» STATED PROBLEM 1
In the entries below, substitute "roadside lawn" for "grass verge" in everything from the line containing "of the grass" down to the line containing "Query: grass verge". Return only those lines, with nothing else changed.

LIVING IN CIVILITY – Marilyn Armstrong

Civility, manners, and communications has become a hot topic. We have a racist, narcissistic president who insults people in front of the entire world and a lot of people apparently believe it’s okay. Of course, some of these people also believe the same idiot blowhard is the next messiah, so maybe I can discount their opinion. I don’t have a strong religious predilection, but I’m absolutely sure Orangehead is no one’s messiah.

We talk about manners vanishing and I’m beginning to believe it. Not only can our head of government not conduct a civil conversation, but delivery men lie, our neighbor is mad at the world and won’t deliver packages accidentally delivered to him rather than us.  Some years ago, Bonnie had wandered up the driveway. A passing  motorist picked her up and would not return her until the police showed up with sirens wailing and then she decided I didn’t really need to pay for her to return my dog.

Cover of "The Graduate"How many people are actually know what good manners are? So many people are clueless about what’s appropriate  They don’t know when it’s okay to be casual — and when it’s not.

This is pretty much a no-brainer for my generation. It’s not that we’re so smart, but we were raised differently. We grew up when there were clear rules about social behavior. The standards were pretty rigid for professional communications and I’m pretty sure they still are. Nobody had to tell us how to talk to superior officers or bosses. We learned this stuff watching other people. We learned it at home, in our friends’ homes. We even learned it on television.

We called our teachers “Mr. or Mrs. Whats-your-name.” That’s also how we addressed our friends’ moms and how our friends addressed our parents. That’s how we addressed everyone older than us.

It’s one of the funny parts of watching “The Graduate” with Dustin Hoffman. He may be sleeping with Mrs. Robinson, but he never calls her by her first name. That would be impolite.

The next generation had its own set of rules. They didn’t believe they needed to respect their elders simply because they were elders. Or bosses or teachers. They heard a different message: everyone is equal. They didn’t get that equal before the law is not the same as equal in the office. Or in the military.

» Entries from a pointing dataset
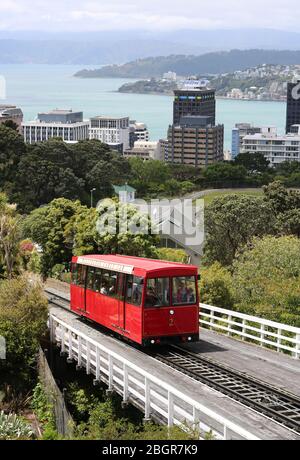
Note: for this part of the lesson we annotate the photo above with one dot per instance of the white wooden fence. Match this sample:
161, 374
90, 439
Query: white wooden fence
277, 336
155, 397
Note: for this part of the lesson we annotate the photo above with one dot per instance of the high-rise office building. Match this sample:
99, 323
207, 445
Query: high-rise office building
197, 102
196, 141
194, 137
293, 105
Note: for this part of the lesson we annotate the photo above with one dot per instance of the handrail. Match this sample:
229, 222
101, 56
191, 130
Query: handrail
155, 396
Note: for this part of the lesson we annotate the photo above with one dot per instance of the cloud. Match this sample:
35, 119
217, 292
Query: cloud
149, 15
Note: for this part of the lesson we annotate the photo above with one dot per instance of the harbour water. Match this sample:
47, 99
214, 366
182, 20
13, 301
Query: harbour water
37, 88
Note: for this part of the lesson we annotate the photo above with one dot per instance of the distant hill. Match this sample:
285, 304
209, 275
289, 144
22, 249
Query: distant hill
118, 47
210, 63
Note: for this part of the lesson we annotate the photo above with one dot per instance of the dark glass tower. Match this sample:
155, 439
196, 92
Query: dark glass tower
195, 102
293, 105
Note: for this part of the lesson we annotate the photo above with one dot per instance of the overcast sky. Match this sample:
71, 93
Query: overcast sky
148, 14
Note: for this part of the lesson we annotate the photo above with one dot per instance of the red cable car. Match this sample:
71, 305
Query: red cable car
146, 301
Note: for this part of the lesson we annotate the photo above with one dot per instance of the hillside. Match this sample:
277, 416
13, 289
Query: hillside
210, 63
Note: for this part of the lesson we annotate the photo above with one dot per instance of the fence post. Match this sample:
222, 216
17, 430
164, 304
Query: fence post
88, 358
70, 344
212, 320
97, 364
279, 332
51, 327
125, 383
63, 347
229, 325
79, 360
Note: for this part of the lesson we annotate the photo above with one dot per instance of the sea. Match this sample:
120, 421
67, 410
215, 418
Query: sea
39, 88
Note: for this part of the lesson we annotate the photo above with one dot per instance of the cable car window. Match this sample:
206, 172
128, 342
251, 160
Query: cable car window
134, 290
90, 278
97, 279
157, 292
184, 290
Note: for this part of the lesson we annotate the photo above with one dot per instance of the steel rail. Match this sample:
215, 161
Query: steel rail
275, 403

---

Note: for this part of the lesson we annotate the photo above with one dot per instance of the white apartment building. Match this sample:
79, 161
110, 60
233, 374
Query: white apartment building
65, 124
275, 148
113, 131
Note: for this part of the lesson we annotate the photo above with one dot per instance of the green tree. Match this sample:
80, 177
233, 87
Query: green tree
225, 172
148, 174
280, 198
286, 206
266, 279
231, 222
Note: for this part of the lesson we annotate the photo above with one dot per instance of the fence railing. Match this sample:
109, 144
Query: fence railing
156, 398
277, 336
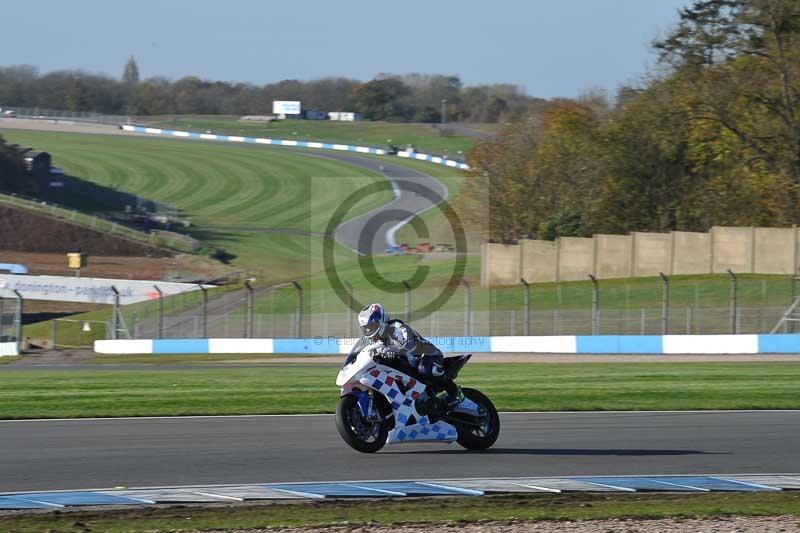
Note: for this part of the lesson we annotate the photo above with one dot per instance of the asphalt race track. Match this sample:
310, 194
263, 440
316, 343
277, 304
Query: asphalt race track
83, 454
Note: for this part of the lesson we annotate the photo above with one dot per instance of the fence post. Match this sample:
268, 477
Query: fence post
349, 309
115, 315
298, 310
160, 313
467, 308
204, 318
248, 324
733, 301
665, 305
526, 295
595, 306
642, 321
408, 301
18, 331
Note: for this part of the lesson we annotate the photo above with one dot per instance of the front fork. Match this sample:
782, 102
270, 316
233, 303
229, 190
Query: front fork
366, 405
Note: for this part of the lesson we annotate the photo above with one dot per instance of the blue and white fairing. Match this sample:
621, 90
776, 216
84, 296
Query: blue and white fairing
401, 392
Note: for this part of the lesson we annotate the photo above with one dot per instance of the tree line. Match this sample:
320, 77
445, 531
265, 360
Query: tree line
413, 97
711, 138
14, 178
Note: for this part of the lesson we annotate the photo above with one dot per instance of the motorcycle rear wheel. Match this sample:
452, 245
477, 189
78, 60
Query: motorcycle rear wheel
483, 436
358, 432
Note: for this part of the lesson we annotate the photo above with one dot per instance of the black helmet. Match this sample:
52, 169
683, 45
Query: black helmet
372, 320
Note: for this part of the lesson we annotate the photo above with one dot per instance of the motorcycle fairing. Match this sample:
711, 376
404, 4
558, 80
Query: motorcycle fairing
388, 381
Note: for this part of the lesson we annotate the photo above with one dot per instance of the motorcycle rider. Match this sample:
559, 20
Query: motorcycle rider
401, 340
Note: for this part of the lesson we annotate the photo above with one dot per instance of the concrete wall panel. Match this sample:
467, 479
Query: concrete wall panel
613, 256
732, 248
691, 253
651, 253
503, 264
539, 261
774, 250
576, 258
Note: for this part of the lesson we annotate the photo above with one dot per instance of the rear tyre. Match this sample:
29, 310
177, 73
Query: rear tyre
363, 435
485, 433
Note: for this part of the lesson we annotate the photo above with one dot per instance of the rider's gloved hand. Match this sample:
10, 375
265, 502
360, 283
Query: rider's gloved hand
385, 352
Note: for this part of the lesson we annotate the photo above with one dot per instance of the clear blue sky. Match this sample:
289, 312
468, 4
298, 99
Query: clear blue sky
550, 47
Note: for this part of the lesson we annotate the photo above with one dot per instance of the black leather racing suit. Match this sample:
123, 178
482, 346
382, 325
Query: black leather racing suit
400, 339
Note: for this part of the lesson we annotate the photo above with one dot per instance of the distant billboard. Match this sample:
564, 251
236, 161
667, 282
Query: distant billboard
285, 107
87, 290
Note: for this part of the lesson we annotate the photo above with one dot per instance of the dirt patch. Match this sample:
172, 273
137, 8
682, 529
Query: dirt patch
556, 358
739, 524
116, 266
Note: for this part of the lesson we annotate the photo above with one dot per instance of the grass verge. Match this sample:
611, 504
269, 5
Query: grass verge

» STATED PROBLEM 2
Pick up the essay on civility after its final sentence and continue it.

» TASK RESPONSE 1
Note: for this part of the lesson we annotate the photo above with one dot per instance of the roadside lawn. Match this sample:
611, 504
269, 5
Query: roadside lawn

» TASK RESPONSE 2
The thing is, we are very far from being equal. It’s not only about race or ethnicity, color or sex, although these issues are a huge factor. Dig a little deeper and it’s just as much about money and power. Which is what it has been about since history began. That’s how society really works. Being a minority is fine as long as you have more money than the other guy. Green is really the only color that matters.

In my generation, we all knew this before we left high school. You don’t treat your boss like your buddy. It has nothing to do with whether or not your boss deserves your respect. It’s nice if he or she does, but In the course of a building a career the odds favor you working for any number of people who are unworthy of anyone’s respect.

As long as they sign your paycheck, you treat them with respect, tact, and care. Not only does your salary depend on it, so does your reputation and future career moves. Your boss may be the biggest asshole you’ve ever met, but keep it to yourself.

Filling in the forms

If you’re smart, you don’t say it behind his or her back either because another rule of the real world is what you say will get back to roost. You will need all the goodwill and recommendations you can get as you fight your way through the working world. Don’t squander it. Don’t blow up your world by gossiping, backbiting, and behaving like a brat.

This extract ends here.